What you are asked to do: Set the listing down again in full, word for word, with the pictures left out.

Data extract:

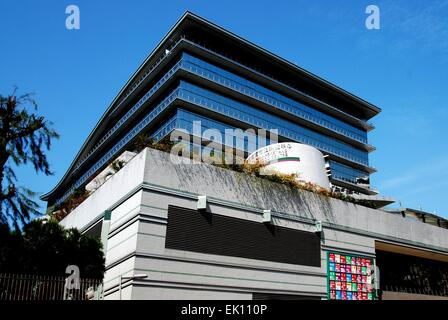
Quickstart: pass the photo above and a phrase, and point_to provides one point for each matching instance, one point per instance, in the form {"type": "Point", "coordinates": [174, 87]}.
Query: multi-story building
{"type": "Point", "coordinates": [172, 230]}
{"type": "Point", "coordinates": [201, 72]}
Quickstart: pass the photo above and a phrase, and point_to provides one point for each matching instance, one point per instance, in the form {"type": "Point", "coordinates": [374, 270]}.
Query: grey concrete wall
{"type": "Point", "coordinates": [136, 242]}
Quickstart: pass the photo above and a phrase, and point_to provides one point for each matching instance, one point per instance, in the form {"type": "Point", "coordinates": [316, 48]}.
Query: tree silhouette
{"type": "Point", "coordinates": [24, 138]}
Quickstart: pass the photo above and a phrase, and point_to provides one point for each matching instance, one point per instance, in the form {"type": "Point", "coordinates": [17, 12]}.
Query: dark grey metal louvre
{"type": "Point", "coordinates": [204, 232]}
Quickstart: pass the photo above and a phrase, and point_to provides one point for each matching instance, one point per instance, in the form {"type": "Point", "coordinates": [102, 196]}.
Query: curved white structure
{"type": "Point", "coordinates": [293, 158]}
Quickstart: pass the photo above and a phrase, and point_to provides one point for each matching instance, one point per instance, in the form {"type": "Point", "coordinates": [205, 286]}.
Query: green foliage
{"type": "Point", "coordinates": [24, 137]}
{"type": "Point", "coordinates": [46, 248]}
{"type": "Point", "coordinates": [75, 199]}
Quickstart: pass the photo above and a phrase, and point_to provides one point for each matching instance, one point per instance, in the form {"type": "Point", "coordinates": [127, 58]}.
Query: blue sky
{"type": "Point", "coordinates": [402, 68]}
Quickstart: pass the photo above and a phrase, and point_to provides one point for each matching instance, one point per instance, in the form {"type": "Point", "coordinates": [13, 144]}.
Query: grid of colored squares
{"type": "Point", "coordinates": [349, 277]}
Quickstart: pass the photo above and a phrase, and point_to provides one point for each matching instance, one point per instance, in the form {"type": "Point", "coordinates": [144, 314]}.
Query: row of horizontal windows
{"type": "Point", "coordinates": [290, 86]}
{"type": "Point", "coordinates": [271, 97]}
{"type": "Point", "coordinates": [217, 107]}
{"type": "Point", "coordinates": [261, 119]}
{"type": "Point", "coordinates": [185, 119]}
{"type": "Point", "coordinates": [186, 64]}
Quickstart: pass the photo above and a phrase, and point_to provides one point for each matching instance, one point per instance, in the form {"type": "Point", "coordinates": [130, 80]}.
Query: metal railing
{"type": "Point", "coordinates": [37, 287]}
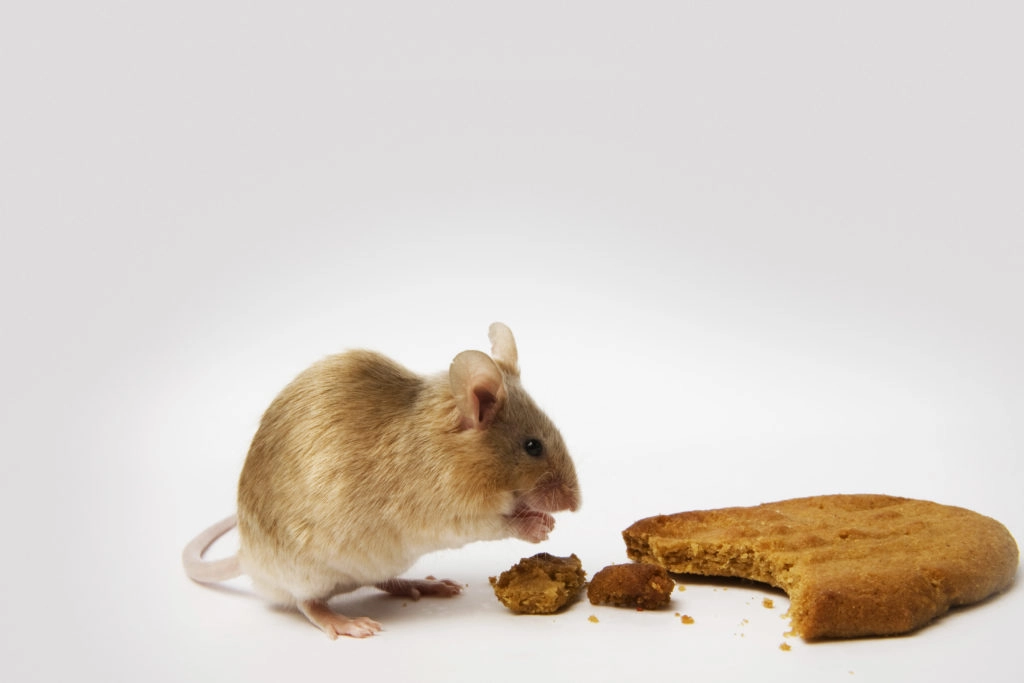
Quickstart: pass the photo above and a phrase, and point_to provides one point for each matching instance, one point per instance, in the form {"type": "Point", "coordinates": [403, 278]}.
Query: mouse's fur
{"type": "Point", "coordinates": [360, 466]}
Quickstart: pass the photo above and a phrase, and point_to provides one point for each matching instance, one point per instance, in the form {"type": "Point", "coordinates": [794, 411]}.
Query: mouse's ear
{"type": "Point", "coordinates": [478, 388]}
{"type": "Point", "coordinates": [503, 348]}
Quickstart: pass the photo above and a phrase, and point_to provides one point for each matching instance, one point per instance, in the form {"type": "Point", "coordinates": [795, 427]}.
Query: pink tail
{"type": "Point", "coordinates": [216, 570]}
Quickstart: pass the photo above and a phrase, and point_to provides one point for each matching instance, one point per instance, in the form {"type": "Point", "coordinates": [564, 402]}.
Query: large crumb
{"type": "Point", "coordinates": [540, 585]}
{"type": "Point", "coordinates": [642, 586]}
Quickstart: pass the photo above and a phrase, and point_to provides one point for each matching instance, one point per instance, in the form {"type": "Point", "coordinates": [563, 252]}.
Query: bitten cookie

Solution to this problem:
Quickstart: pass the photo above and a phrase, and point_to provides one point for each matching instance, one point per instance, in the form {"type": "Point", "coordinates": [174, 87]}.
Query: multi-story building
{"type": "Point", "coordinates": [172, 230]}
{"type": "Point", "coordinates": [201, 72]}
Quickstart: pass the photo above and a phrase, and point_to provides one point for each matching instance, one point per instance, in the form {"type": "Point", "coordinates": [374, 270]}.
Query: grey concrete wall
{"type": "Point", "coordinates": [136, 242]}
Quickstart: pass the photo above and a phrase, and point_to provides one point for each matching instance, one point per instance, in the form {"type": "Point", "coordinates": [316, 48]}.
Query: tree silhouette
{"type": "Point", "coordinates": [24, 138]}
Quickstart: pass the photo above and a phrase, and point_to provides one point for each matching instance, one point per instance, in the form {"type": "Point", "coordinates": [17, 12]}.
Query: dark grey metal louvre
{"type": "Point", "coordinates": [204, 232]}
Quickstart: pass the photo above and a phrase, and point_to provides one point for each matching instance, one point per instance, in the form {"type": "Point", "coordinates": [102, 196]}.
Query: curved white structure
{"type": "Point", "coordinates": [293, 158]}
Quickstart: pass the photo above and a phrase, and point_to provides one point for each matching instance, one point per instance, in the form {"type": "Point", "coordinates": [205, 286]}.
Query: green foliage
{"type": "Point", "coordinates": [24, 137]}
{"type": "Point", "coordinates": [46, 248]}
{"type": "Point", "coordinates": [75, 199]}
Quickstart: pass the photo above and a phrase, and point_to provides one point for each matching instance, one point per instance, in the form {"type": "Point", "coordinates": [127, 58]}.
Query: blue sky
{"type": "Point", "coordinates": [402, 68]}
Quickstart: pass the photo above and a phrase, and point_to provides one point for each matching instance, one point per instance, in the form {"type": "Point", "coordinates": [13, 144]}.
Query: grid of colored squares
{"type": "Point", "coordinates": [349, 277]}
Quickstart: pass the photo above and a phrase, and point_to provides one point for each matching instance, one point per instance, in the form {"type": "Point", "coordinates": [144, 314]}.
Query: row of horizontal windows
{"type": "Point", "coordinates": [290, 86]}
{"type": "Point", "coordinates": [271, 97]}
{"type": "Point", "coordinates": [217, 107]}
{"type": "Point", "coordinates": [261, 119]}
{"type": "Point", "coordinates": [185, 119]}
{"type": "Point", "coordinates": [186, 64]}
Quickstart: pass the photo above and a phrase, and point_to provides one point for each matching instance, one point per instance, in the form {"type": "Point", "coordinates": [130, 80]}.
Query: metal railing
{"type": "Point", "coordinates": [37, 287]}
Quickstart: pass the photo above and a phrase, and point_to provides one point for each matching instance, one point per instance, in the form {"type": "Point", "coordinates": [403, 278]}.
Query: mouse's fur
{"type": "Point", "coordinates": [360, 466]}
Quickstart: pass the photo above and a phrase, and point_to provides one point for each matching instance, one point per instance, in the form {"type": "Point", "coordinates": [794, 411]}.
Query: mouse's ear
{"type": "Point", "coordinates": [478, 388]}
{"type": "Point", "coordinates": [503, 348]}
Quickstart: pass the photo above and a phrase, and point_to provides one point for each matching instance, one point per instance, in the form {"type": "Point", "coordinates": [795, 427]}.
Query: pink tail
{"type": "Point", "coordinates": [216, 570]}
Quickstart: pass the photo above and a phrase, and point_to provides one point for each matching instance, one point per instance, in the form {"type": "Point", "coordinates": [564, 402]}.
Query: large crumb
{"type": "Point", "coordinates": [540, 585]}
{"type": "Point", "coordinates": [642, 586]}
Quickstart: pass the photo above and a phrase, and point_to provides one point for each matching instance, one point per instance, in the form {"type": "Point", "coordinates": [563, 252]}.
Query: bitten cookie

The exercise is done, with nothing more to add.